_Text provided_:
◆ ◆ ◆ ◆
Option 1: Install via Krew (Recommended)

Krew is the plugin manager for kubectl command-line tool.

If you haven't installed Krew yet, follow the official installation guide.

Once Krew is installed, install kubectl-reboot:

kubectl krew install reboot

Verify the installation:

kubectl reboot --help

Option 2: Manual Installation

Download Pre-built Binaries

Download the latest release for your platform from the releases page.

Linux/macOS:

# Download for your platform
curl -LO https://github.com/ayetkin/kubectl-reboot/releases/latest/download/kubectl-reboot-linux-amd64.tar.gz

# Extract
tar -xzf kubectl-reboot-linux-amd64.tar.gz

# Move to PATH
sudo mv kubectl-reboot /usr/local/bin/

# Make executable
sudo chmod +x /usr/local/bin/kubectl-reboot

Build from Source

git clone https://github.com/ayetkin/kubectl-reboot.git
cd kubectl-reboot
make build
sudo cp bin/kubectl-reboot /usr/local/bin/

Usage

Basic Examples

# Restart a single node
kubectl reboot node1

# Restart multiple nodes
kubectl reboot node1 node2 node3

# Restart all worker nodes (excluding control plane)
kubectl reboot --all --exclude-control-plane

# Dry run to see what would happen
kubectl reboot --all --exclude-control-plane --dry-run

# Restart nodes from a file
kubectl reboot --file nodes.txt

# Exclude specific nodes
kubectl reboot --all --exclude-nodes node1,node2

Advanced Examples

# Custom SSH configuration
kubectl reboot --ssh-user ubuntu --ssh-opts "-i ~/.ssh/my-key" node1

# Custom reboot command
kubectl reboot --reboot-cmd "sudo shutdown -r now" node1

# Custom timeouts
kubectl reboot --timeout-ready 300 --timeout-bootid 600 node1

# Custom SSH host template (useful for cloud providers)
kubectl reboot --ssh-host-template "%s.us-west-2.compute.internal" node1

# Allow uncordon without reboot verification
kubectl reboot --allow-uncordon-without-reboot node1

Configuration Options

Flag Short Default Description
--all false Restart all nodes in the cluster
--exclude-control-plane false Exclude control plane nodes when using --all
--exclude-nodes Comma-separated node names to exclude
--file -f Read node names from file (one per line)
◆ ◆ ◆ ◆
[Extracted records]
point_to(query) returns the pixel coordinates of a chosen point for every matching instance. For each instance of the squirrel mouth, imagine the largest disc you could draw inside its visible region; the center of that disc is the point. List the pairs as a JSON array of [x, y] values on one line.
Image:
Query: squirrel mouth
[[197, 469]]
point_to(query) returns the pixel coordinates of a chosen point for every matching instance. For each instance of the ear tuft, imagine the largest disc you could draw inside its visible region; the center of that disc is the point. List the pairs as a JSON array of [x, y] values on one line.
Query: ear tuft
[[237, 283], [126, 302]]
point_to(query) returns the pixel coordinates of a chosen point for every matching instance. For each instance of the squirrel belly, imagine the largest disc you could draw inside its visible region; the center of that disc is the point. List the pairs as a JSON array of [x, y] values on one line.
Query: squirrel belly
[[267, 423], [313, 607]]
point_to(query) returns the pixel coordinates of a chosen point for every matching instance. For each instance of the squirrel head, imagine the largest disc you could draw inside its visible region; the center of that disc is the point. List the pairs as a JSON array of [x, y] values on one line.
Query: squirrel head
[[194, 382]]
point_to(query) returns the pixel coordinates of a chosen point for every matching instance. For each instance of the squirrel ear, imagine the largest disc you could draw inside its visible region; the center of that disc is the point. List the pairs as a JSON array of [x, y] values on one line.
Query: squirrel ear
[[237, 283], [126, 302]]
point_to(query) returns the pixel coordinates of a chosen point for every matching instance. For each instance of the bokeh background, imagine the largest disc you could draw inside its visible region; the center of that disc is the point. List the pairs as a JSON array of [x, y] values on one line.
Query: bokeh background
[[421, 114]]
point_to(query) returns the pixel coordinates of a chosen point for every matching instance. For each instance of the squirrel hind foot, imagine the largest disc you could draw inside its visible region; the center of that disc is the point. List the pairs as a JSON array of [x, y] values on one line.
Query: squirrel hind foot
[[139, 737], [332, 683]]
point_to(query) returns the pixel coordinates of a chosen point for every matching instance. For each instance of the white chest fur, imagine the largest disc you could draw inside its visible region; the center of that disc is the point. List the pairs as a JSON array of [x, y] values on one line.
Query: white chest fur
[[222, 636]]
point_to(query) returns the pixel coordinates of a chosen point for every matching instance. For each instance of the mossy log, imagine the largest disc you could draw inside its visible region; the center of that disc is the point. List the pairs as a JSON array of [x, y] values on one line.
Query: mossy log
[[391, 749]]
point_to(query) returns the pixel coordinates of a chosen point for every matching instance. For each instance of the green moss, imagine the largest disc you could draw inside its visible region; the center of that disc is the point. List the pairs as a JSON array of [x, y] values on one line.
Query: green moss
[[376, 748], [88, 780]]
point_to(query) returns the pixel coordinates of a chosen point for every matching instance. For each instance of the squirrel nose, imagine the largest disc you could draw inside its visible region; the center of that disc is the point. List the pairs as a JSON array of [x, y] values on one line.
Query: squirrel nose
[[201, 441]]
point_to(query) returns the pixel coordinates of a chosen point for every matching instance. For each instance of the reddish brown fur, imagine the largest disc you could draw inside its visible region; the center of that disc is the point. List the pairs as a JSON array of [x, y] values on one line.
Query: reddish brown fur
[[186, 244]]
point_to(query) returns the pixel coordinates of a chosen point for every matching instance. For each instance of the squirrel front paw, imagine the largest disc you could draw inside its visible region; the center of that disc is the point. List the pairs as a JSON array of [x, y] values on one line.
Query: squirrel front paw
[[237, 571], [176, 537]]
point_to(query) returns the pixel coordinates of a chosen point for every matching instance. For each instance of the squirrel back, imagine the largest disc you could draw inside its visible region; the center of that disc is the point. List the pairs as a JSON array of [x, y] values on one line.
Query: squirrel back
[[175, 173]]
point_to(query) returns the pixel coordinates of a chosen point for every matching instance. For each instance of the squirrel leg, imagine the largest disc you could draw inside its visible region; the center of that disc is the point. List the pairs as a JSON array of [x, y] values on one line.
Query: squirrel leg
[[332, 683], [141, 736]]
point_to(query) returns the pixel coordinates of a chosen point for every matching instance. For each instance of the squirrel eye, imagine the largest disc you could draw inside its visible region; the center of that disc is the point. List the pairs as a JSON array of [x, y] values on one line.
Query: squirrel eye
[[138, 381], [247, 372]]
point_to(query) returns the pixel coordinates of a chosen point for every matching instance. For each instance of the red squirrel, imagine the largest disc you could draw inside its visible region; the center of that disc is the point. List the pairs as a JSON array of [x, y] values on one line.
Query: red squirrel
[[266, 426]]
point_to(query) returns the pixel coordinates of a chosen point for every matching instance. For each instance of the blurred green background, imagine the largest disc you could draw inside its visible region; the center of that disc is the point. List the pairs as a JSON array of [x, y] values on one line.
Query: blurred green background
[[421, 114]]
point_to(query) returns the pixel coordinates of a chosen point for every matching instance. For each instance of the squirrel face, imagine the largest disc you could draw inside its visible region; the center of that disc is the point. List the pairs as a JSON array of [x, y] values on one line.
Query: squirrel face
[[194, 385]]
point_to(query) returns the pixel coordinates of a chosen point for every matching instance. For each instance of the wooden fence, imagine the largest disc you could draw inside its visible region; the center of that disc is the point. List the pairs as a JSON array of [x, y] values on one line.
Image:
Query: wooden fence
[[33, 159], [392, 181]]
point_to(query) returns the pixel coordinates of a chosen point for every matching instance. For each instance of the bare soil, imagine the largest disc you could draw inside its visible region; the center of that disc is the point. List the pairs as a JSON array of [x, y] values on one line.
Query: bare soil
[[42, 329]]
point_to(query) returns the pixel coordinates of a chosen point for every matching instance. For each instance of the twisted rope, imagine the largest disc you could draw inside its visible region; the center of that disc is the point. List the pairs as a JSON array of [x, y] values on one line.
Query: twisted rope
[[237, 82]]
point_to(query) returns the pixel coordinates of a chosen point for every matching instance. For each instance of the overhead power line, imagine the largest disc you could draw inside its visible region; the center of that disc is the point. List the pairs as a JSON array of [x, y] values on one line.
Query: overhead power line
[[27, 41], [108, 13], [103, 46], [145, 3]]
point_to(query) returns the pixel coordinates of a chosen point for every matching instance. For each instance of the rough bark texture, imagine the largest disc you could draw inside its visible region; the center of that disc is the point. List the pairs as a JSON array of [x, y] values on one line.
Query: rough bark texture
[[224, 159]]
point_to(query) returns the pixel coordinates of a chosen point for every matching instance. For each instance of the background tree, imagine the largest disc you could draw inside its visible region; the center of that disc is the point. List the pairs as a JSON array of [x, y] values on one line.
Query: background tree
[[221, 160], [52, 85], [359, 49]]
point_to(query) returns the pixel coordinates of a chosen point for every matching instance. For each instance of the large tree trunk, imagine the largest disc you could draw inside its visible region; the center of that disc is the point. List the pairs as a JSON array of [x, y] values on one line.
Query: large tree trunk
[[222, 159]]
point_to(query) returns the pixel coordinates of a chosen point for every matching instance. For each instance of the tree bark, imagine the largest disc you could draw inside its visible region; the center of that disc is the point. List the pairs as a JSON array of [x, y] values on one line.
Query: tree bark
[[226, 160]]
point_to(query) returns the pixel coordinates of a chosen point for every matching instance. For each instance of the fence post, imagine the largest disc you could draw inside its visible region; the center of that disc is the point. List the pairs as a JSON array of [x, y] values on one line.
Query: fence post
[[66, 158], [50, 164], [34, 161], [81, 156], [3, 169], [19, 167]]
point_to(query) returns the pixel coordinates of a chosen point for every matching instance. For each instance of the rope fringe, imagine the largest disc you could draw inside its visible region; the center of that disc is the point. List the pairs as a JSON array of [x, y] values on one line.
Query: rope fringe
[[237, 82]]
◆ ◆ ◆ ◆
_Brief_: According to the kubectl-reboot text, what is Krew?

_Problem solution_: Krew is the plugin manager for the kubectl command-line tool.